### [AIM 1]
Name each form of relief the plaintiff seeks in the court opinion.
### [AIM 2]
Please return the stretch of the court opinion from "The task before" through "of the Act.", word for word.
### [AIM 3]
Using the court opinion, explain why the court calls the question before it essentially one of first impression.

### [TEXT TO READ]
Budget is a wholly-owned subsidiary of Transamerica Corporation. It is engaged in the business of renting automobiles to the general public, mostly through franchises to local dealers. Plaintiff alleges that he is handicapped, but that his impairment does not affect his ability to operate a motor vehicle. He has been a licensed driver since 1970. Plaintiff further alleges that, during 1979, a Budget franchisee named George R. Bunch refused to rent an automobile to plaintiff solely because of his handicap.
Plaintiff contends that these allegations state a claim for violation of Section 504 of the Rehabilitation Act of 1973, 29 U.S.C. § 794 ("Section 504"). He seeks compensatory and punitive damages, as well as injunctive relief, for the alleged violation. The relevant portion of Section 504 reads as follows:
No otherwise qualified handicapped individual in the United States, as defined in section 706(7) of this title, shall, solely by reason of his handicap, be excluded from the participation in, be denied the benefits of, or be subjected to discrimination under any program or activity receiving Federal financial assistance or under any program or activity conducted by an Executive agency or by the United States Postal Service....
An action will lie against a private party under Section 504, then, only if that party is a recipient of "Federal financial assistance." Budget contends that the material facts necessary to determine whether it receives Federal financial assistance are not in genuine dispute, and that summary judgment should be entered in its favor because these facts show that Budget does not receive Federal financial assistance. The question before the Court on Budget's instant motion is thus simply whether Budget is a recipient of Federal financial assistance within the meaning of Section 504.
Budget has conceded in answers to interrogatories filed with the Court that it receives funds from the federal government under automobile rental contracts which it has with a number of federal agencies.
These contracts, and the payments received by Budget on account of them, are the sole basis for plaintiff's contention that Budget is a recipient of Federal financial assistance under Section 504. Accordingly, unless these contracts constitute Federal financial assistance within the meaning of the statute, Budget cannot be subjected to liability under Section 504, and Budget's motion for summary judgment must be granted.
The task before the Court is plainly one of statutory interpretation. The term "Federal financial assistance" is not defined by the Rehabilitation Act of 1973 ("the Act"). The Court has not been apprised, either by the parties or by virtue of its own research, of any case dealing with this issue in any great detail.
The question is thus essentially one of first impression, requiring the Court to consider the language and the administrative interpretations of Section 504, the legislative history of Section 504, the prevailing interpretation of any related statutes, and the general purposes of the Act.

### [PROVIDED DATA]
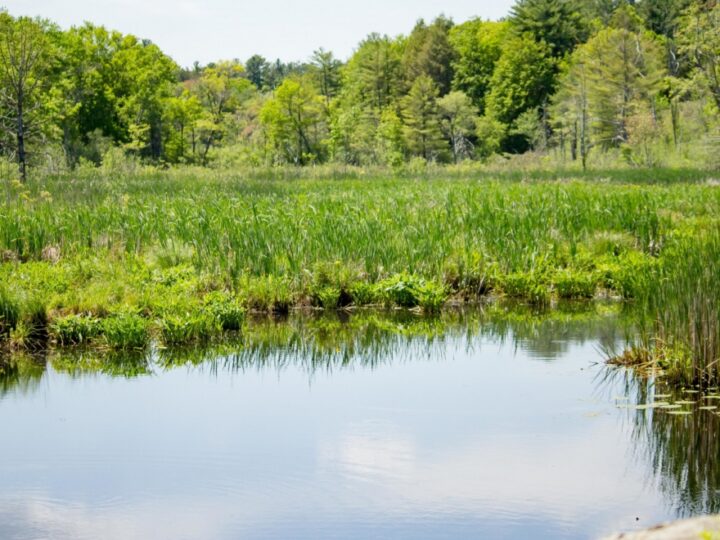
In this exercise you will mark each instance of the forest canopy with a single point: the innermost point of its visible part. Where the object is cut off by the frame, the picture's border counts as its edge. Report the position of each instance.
(578, 80)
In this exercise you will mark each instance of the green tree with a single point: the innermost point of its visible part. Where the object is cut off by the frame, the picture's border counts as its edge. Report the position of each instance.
(421, 116)
(373, 75)
(662, 16)
(327, 74)
(220, 90)
(181, 112)
(699, 39)
(479, 46)
(428, 51)
(523, 79)
(144, 78)
(490, 134)
(458, 120)
(613, 77)
(557, 23)
(256, 70)
(294, 122)
(24, 66)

### [CORRECT OUTPUT 1]
Compensatory damages, punitive damages, and injunctive relief.

### [CORRECT OUTPUT 2]
The task before the Court is plainly one of statutory interpretation. The term "Federal financial assistance" is not defined by the Rehabilitation Act of 1973 ("the Act"). The Court has not been apprised, either by the parties or by virtue of its own research, of any case dealing with this issue in any great detail.
The question is thus essentially one of first impression, requiring the Court to consider the language and the administrative interpretations of Section 504, the legislative history of Section 504, the prevailing interpretation of any related statutes, and the general purposes of the Act.

### [CORRECT OUTPUT 3]
The Rehabilitation Act of 1973 does not define "Federal financial assistance." Neither the parties nor the court's own research turned up any case that dealt with the issue in great detail.